What this task involves:
The answer must consist of every line in the data that contains "edge".

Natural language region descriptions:
==============================
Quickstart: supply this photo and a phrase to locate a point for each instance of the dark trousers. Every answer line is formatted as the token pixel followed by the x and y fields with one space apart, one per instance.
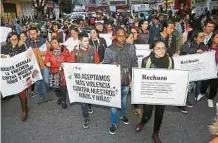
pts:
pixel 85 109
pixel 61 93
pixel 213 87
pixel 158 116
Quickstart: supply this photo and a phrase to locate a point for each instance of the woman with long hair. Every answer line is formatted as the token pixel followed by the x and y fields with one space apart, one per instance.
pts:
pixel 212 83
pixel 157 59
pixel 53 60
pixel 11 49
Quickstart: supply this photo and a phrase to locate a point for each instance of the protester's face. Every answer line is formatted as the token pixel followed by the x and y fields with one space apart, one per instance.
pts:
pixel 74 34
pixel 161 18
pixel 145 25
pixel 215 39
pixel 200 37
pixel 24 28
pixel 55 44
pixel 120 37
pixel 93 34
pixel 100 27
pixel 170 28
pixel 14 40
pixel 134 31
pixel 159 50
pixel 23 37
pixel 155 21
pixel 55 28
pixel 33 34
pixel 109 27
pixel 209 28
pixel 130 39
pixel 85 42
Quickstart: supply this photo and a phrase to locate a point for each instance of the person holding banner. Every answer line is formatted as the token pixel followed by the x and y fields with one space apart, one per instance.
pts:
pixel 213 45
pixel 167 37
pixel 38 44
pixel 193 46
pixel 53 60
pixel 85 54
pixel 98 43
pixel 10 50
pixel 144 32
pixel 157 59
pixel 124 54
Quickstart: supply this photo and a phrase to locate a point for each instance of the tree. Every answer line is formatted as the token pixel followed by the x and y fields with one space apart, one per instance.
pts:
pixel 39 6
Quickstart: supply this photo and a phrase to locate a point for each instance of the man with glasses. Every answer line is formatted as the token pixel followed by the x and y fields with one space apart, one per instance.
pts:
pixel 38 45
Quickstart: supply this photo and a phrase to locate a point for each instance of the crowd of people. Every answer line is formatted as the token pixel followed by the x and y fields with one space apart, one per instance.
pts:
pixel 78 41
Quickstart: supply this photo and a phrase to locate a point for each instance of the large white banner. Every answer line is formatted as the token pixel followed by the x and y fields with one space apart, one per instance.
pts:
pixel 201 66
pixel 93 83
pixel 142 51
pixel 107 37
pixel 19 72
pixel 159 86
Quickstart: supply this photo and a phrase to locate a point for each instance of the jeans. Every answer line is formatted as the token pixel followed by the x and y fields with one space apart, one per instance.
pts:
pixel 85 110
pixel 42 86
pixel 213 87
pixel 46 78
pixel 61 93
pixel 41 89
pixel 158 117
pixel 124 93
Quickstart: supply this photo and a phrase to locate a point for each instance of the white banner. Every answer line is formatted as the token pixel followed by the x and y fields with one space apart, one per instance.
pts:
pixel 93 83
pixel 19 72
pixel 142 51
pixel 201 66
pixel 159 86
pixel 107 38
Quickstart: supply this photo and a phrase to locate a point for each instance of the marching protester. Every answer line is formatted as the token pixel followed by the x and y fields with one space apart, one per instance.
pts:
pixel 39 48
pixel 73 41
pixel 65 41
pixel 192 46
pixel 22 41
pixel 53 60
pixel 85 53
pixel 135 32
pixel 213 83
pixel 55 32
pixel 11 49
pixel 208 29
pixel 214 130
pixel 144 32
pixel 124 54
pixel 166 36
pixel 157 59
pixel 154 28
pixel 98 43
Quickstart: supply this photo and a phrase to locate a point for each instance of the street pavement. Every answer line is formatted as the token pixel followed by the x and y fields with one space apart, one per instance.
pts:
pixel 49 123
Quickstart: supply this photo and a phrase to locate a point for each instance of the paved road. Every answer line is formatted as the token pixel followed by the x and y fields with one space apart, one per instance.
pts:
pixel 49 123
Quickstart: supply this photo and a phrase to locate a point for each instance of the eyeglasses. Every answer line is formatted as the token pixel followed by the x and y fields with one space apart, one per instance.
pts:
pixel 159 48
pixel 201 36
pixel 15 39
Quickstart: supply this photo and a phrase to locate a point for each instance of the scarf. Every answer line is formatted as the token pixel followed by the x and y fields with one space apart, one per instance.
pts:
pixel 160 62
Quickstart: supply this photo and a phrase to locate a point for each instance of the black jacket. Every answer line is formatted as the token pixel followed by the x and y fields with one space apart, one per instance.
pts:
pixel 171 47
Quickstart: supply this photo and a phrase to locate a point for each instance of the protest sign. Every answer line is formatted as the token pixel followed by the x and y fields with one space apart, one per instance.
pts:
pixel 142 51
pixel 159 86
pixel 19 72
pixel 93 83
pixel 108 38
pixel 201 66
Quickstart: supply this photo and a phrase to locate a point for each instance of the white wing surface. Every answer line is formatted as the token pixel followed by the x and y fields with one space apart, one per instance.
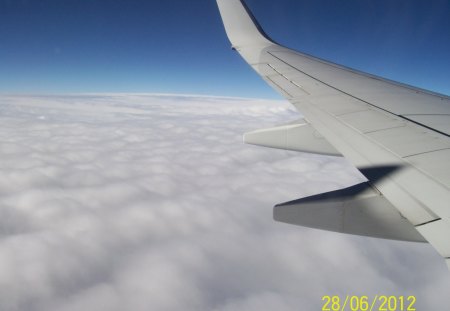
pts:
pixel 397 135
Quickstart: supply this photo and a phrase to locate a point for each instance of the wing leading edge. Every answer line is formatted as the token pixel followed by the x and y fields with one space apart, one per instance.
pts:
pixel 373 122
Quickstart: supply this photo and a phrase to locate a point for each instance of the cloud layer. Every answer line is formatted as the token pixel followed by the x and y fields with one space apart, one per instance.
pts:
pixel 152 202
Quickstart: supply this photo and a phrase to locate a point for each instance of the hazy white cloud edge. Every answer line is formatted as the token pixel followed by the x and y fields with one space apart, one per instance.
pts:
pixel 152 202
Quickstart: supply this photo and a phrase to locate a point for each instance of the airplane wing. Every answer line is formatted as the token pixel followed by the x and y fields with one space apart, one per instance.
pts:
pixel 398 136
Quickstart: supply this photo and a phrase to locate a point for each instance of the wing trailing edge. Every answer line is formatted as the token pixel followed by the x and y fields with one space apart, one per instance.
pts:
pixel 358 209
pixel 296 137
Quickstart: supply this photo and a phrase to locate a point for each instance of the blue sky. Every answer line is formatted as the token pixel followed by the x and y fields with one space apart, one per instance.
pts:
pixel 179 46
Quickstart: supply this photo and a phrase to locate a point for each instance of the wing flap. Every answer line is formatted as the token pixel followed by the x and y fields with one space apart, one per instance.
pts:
==============================
Answer for this exercise:
Quickstart: supply this photo and a phrase to locate a point for each instance of the wing leading edge. Every answer line is formatted as the token pixel followed by the x and y fields with one space apart, one per instance.
Quickstart: supply this photo and a phrase to locate a point for each instance of the hazy white cloud edge. Every answer line is formatted as the token pixel followed by the x and y fields with one space apart, one per instance.
Quickstart: supply this photo and a phrase to locate a point for each instance of the wing trailing edge. Every answer line is formatted as the token pixel followed by the x and y fields with one space apart, one per instance.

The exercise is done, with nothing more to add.